Location identification items

****************************************

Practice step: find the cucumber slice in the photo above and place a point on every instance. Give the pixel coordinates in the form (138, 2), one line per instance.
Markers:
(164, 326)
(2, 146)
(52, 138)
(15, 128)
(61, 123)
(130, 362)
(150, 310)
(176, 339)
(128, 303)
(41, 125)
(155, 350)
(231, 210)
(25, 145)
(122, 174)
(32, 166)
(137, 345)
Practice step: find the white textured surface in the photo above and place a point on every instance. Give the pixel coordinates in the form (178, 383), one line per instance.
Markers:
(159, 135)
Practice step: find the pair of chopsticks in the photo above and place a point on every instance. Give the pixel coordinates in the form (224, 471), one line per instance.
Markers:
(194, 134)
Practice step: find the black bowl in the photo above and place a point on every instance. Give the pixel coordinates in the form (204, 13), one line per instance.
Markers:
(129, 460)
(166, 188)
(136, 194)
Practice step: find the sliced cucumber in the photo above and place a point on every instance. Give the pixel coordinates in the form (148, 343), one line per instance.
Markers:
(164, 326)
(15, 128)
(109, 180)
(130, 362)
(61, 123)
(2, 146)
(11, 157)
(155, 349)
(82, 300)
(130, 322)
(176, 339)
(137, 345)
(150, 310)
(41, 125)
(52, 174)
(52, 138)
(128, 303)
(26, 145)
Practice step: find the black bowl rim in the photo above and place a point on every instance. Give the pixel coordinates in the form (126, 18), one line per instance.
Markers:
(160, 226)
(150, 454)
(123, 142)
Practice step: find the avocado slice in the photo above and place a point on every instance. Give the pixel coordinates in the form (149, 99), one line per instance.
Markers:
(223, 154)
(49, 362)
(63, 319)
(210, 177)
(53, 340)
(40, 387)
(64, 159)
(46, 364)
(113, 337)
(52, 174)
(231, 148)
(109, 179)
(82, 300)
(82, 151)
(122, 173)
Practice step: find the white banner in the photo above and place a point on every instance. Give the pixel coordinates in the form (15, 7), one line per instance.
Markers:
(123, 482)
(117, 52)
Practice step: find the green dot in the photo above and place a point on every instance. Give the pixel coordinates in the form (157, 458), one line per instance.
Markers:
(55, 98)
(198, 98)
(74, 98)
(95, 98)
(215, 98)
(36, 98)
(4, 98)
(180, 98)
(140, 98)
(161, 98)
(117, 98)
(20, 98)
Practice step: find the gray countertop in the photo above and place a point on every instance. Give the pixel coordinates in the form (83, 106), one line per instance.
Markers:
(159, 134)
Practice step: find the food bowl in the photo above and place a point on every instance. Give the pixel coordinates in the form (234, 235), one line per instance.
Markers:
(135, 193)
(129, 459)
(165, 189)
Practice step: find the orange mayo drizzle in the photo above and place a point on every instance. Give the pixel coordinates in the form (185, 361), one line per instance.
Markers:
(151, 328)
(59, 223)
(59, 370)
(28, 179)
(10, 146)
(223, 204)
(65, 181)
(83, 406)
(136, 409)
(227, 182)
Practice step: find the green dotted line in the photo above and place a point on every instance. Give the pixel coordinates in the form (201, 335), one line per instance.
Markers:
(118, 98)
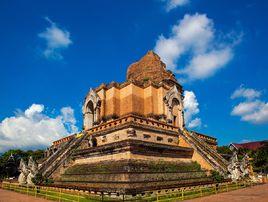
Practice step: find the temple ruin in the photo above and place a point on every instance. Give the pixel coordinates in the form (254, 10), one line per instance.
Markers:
(134, 138)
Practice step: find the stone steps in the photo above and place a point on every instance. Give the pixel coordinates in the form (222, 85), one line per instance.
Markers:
(59, 158)
(214, 159)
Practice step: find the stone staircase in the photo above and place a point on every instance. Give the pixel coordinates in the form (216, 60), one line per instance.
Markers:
(211, 155)
(60, 156)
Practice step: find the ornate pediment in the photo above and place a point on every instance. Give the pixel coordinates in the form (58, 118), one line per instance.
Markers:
(94, 98)
(171, 94)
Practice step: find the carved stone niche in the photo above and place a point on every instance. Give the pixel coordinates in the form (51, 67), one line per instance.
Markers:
(174, 107)
(131, 132)
(91, 109)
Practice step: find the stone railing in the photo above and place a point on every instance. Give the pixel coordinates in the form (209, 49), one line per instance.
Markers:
(206, 151)
(49, 166)
(133, 119)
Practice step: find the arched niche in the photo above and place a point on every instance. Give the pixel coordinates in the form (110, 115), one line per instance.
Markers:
(174, 107)
(91, 109)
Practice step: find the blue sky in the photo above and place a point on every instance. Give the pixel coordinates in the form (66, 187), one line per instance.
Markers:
(52, 52)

****************************************

■ **Problem**
Output only the lines from the line that contains "Practice step: find the orange" through the end of the material, both ends included, and skip every picture.

■ **Expected output**
Practice step: find the orange mayo drizzle in the photo above and place a point on every instance. Give the pixel coordinates in the form (185, 361), one line per instance.
Markers:
(151, 328)
(59, 223)
(59, 370)
(28, 179)
(10, 146)
(223, 204)
(65, 181)
(83, 406)
(136, 409)
(227, 182)
Practice step: find the green dotted line in the photo above and place a point on every instance. Give the pixel coordinates in the form (201, 335), one line per instance.
Markers:
(118, 98)
Practice step: find the temple ruin in the photo above and place a point on every instance. Give the pixel coordinates in the form (254, 10), one line per instance.
Markers:
(134, 138)
Practice step: find the stone steps in the photo above and place a point on every instance. Give the pixel coordinates in the form (222, 85), one line per instance.
Markers:
(59, 158)
(214, 159)
Practice step: find the stone staircase in the photo above and place a point on every instance. Give the pixel coordinates in the form (216, 60), one line per instance.
Markers:
(211, 155)
(60, 156)
Practice step: find the ornate pediment in the photo above and place a point on every instance. Give the pixel coordinates in the form (58, 118), one line per instance.
Markers:
(94, 98)
(171, 94)
Practice step: find the carved stone niche in the photo above and place a point on every instance. Give the pixel coordinates in the form (51, 67), one line per instance.
Markers:
(174, 107)
(131, 132)
(91, 109)
Practice step: find the stone railing in the photo above and place a point on every instance. Give the pixel coordinates in the form (209, 49), one line per instance.
Markers:
(206, 151)
(49, 166)
(133, 119)
Practice step: find the arched niche in the photo above and place a point on every instance. Give the pixel coordinates in the form (110, 115), one line per instance.
Markers:
(174, 107)
(91, 109)
Practice step: find the blue sky in the photo above and place a point on every instance. Give the pixel coordinates in the form (66, 187), one line per instance.
Markers:
(52, 52)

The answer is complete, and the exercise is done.